** Start of GIVEN INFORMATION **
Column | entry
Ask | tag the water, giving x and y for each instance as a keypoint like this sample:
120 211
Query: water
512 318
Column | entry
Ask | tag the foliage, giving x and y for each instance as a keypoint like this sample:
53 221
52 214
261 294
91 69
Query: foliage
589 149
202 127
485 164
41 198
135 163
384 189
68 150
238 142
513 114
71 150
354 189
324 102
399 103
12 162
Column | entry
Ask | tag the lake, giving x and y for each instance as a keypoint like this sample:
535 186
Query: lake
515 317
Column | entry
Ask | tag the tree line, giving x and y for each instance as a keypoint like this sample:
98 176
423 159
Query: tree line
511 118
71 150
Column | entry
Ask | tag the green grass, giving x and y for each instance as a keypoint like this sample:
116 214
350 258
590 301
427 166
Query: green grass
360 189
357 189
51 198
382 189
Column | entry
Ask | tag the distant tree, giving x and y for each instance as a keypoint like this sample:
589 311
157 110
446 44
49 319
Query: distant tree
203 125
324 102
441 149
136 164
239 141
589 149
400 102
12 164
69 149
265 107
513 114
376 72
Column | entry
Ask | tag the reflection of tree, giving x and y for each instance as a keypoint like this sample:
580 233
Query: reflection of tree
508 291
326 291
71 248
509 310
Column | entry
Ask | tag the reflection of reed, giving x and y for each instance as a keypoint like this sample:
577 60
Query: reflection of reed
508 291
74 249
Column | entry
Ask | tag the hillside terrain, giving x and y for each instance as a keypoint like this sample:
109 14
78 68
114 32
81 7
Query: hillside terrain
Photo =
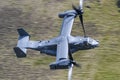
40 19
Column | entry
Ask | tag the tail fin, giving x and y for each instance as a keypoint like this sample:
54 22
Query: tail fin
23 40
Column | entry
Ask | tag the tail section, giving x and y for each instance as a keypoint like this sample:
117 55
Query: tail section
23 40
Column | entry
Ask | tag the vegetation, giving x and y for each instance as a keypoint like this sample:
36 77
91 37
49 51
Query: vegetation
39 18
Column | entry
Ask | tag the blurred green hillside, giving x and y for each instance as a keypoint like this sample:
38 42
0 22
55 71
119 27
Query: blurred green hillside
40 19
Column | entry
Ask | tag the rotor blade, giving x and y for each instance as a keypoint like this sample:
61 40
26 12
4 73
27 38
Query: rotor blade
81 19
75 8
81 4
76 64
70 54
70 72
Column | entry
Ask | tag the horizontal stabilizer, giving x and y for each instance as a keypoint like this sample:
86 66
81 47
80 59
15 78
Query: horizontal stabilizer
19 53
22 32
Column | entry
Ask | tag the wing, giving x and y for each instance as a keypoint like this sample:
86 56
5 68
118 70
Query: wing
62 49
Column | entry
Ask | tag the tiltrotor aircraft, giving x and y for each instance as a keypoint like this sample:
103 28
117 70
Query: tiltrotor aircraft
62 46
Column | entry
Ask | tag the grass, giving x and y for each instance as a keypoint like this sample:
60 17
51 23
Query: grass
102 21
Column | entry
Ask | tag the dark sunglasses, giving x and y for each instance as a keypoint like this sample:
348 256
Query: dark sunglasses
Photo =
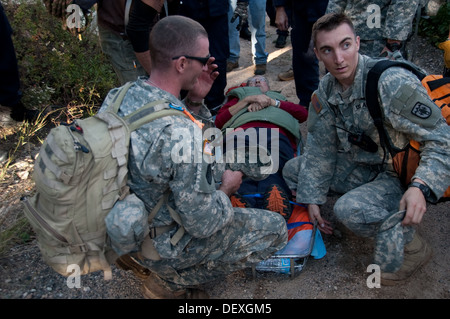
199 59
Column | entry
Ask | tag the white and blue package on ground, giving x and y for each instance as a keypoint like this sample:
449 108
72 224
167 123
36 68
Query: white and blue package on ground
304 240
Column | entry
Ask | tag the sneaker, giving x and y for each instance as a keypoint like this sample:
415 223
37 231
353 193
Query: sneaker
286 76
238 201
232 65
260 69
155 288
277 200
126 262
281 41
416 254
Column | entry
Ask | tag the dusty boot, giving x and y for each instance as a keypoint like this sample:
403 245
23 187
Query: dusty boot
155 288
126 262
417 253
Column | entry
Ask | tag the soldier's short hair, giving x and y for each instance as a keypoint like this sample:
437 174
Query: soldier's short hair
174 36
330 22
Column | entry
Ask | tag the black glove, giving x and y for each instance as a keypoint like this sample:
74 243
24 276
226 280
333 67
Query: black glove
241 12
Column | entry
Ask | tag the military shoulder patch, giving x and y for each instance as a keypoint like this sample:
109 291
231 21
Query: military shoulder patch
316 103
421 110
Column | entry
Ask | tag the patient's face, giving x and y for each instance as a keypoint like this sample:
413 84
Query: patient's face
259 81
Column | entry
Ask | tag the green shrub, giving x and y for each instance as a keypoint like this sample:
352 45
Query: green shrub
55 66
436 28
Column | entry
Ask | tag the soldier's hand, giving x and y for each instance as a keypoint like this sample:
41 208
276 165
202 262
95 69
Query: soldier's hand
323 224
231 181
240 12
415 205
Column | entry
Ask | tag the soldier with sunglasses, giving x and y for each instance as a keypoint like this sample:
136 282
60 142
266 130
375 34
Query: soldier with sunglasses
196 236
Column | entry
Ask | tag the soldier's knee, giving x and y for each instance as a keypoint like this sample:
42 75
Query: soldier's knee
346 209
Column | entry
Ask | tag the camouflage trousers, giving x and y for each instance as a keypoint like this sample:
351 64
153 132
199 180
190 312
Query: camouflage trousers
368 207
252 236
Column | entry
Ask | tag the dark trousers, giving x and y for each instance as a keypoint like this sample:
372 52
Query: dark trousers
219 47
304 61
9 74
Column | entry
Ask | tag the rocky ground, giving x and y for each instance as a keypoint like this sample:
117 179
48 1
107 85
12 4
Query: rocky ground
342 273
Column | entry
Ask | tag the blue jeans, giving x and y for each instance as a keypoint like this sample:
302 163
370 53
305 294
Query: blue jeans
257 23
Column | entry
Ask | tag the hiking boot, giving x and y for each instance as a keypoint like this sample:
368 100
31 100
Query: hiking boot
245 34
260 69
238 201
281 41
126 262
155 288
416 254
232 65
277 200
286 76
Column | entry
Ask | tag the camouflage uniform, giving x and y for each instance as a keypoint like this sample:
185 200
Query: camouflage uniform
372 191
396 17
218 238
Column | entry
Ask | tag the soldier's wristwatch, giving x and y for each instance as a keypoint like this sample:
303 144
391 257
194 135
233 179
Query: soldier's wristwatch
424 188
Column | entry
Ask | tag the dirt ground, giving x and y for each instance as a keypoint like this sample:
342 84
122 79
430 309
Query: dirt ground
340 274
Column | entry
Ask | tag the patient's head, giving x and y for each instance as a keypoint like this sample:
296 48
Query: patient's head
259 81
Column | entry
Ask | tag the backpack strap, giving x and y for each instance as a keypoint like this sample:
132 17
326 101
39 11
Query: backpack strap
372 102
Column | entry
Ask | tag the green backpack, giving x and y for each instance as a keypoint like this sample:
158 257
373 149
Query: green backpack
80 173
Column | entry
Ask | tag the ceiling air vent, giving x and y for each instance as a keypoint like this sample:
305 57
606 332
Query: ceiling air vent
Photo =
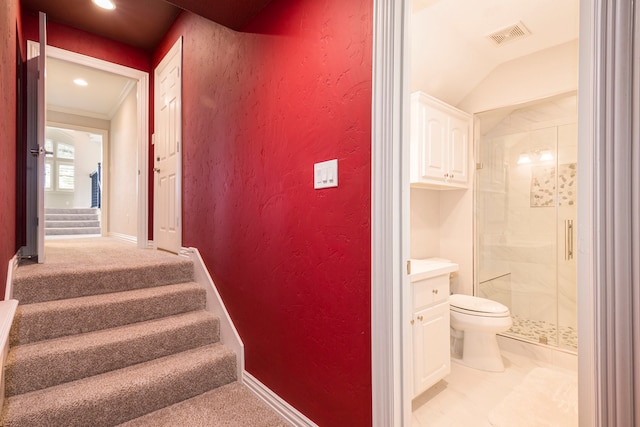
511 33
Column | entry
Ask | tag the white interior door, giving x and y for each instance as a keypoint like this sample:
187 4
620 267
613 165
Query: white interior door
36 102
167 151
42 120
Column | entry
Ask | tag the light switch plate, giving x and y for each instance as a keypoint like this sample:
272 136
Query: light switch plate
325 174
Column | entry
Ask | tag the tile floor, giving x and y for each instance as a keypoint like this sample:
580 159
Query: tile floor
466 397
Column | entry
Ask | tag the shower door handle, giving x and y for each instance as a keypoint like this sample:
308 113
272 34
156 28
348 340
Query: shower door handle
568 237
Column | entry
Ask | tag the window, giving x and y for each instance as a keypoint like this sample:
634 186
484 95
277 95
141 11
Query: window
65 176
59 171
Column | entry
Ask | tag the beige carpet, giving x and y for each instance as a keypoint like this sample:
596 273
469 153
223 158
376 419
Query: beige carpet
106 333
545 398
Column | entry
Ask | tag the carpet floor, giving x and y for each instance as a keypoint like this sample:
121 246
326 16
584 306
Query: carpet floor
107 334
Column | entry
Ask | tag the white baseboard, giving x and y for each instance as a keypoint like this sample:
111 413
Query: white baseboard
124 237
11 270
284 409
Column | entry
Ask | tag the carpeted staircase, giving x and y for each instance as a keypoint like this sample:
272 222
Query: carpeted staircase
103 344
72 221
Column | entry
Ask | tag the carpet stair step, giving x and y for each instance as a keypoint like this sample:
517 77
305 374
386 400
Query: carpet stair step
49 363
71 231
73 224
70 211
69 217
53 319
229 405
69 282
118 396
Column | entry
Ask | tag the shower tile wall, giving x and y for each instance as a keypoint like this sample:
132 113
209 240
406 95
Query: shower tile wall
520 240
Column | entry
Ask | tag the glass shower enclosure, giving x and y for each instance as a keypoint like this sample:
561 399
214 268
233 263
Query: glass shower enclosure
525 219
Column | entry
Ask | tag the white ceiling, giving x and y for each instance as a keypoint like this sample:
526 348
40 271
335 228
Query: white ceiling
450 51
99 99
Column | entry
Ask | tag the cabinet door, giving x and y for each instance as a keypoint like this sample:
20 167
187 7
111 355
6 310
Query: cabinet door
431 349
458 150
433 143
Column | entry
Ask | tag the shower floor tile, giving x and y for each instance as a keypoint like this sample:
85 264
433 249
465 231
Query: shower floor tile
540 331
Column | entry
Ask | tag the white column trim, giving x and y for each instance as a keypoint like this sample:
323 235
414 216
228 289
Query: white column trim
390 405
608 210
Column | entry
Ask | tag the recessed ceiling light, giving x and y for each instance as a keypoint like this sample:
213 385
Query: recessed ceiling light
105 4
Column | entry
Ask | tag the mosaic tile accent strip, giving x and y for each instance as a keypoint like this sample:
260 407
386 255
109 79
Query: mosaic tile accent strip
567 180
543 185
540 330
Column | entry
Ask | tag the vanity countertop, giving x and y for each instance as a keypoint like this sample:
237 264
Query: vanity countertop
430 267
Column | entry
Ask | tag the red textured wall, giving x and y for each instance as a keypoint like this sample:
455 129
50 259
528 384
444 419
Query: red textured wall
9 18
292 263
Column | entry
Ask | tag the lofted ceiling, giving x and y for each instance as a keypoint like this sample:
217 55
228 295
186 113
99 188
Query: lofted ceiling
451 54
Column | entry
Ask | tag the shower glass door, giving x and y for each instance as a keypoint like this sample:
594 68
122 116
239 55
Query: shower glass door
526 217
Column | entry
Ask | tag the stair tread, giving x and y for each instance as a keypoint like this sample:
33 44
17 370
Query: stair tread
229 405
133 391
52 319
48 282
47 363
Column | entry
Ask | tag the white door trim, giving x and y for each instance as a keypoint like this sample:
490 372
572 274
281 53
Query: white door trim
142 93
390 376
** End of GIVEN INFORMATION **
** Start of GIVEN INFORMATION **
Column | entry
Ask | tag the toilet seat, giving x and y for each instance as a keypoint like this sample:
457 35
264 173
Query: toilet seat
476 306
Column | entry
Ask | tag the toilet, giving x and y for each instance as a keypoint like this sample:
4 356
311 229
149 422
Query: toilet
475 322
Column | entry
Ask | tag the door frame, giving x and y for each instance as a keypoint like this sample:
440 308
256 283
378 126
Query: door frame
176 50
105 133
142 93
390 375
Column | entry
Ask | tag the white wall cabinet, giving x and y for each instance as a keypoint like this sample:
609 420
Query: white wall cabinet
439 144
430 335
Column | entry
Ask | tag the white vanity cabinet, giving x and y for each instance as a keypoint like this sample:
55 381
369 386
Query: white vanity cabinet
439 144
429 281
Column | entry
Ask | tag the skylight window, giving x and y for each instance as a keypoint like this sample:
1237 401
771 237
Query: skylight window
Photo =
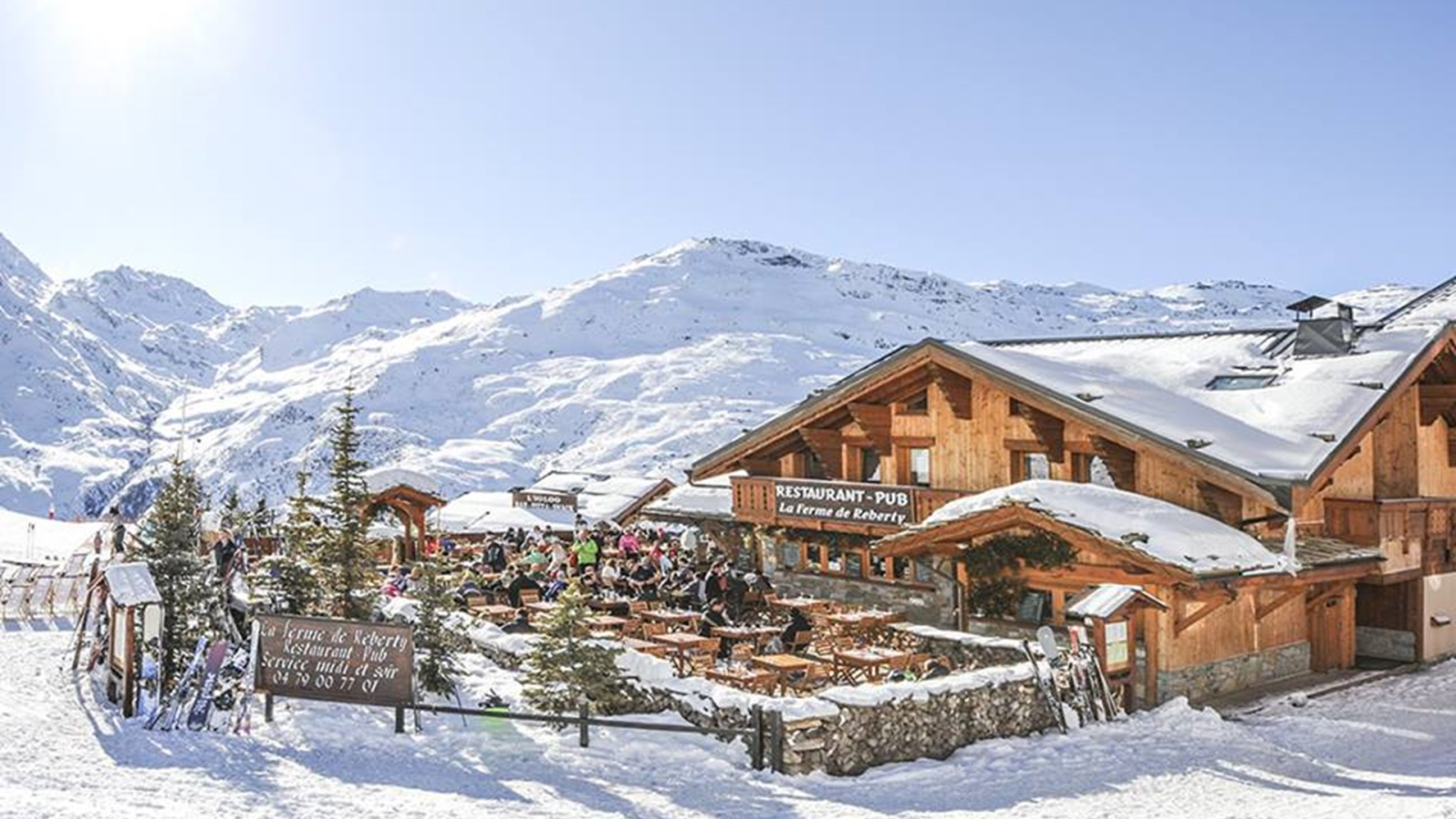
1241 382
** End of GIVEN INFORMATION **
** Start of GIVEN INFORMATION **
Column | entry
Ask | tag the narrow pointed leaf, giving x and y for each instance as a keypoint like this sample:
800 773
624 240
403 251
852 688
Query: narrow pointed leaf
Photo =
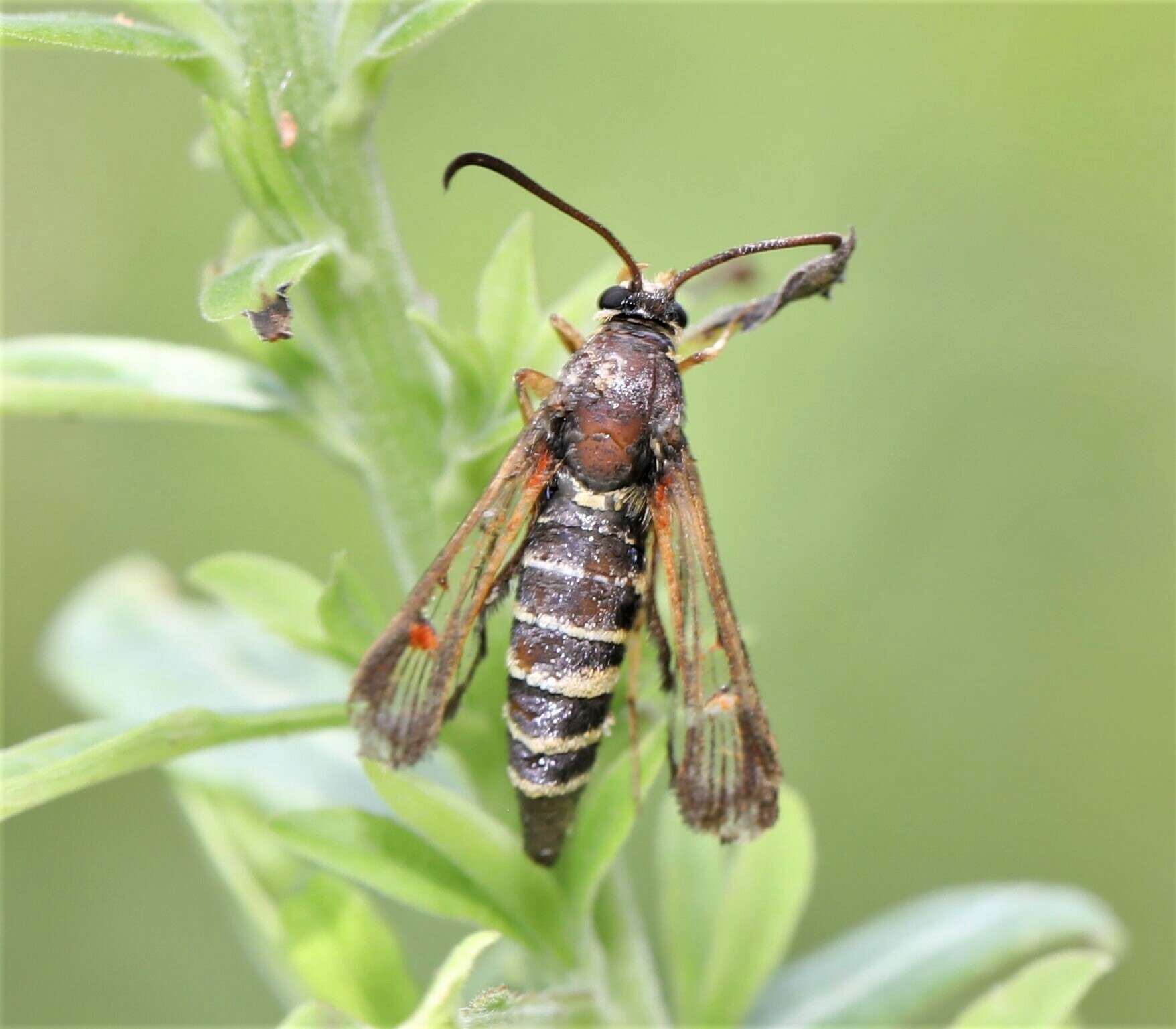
** End of GIVEN INFORMATION **
*THE EXERCISE*
Gather every line above that contains the string "trousers", matching its case exactly.

*OUTPUT FOR THIS EXERCISE*
Ask | tag the camouflage trousers, giving x and y for each instance as a keypoint like this sample:
Query: camouflage trousers
Ask | tag the dark trousers, giving x and y for each instance as a keypoint like this sample:
Query: dark trousers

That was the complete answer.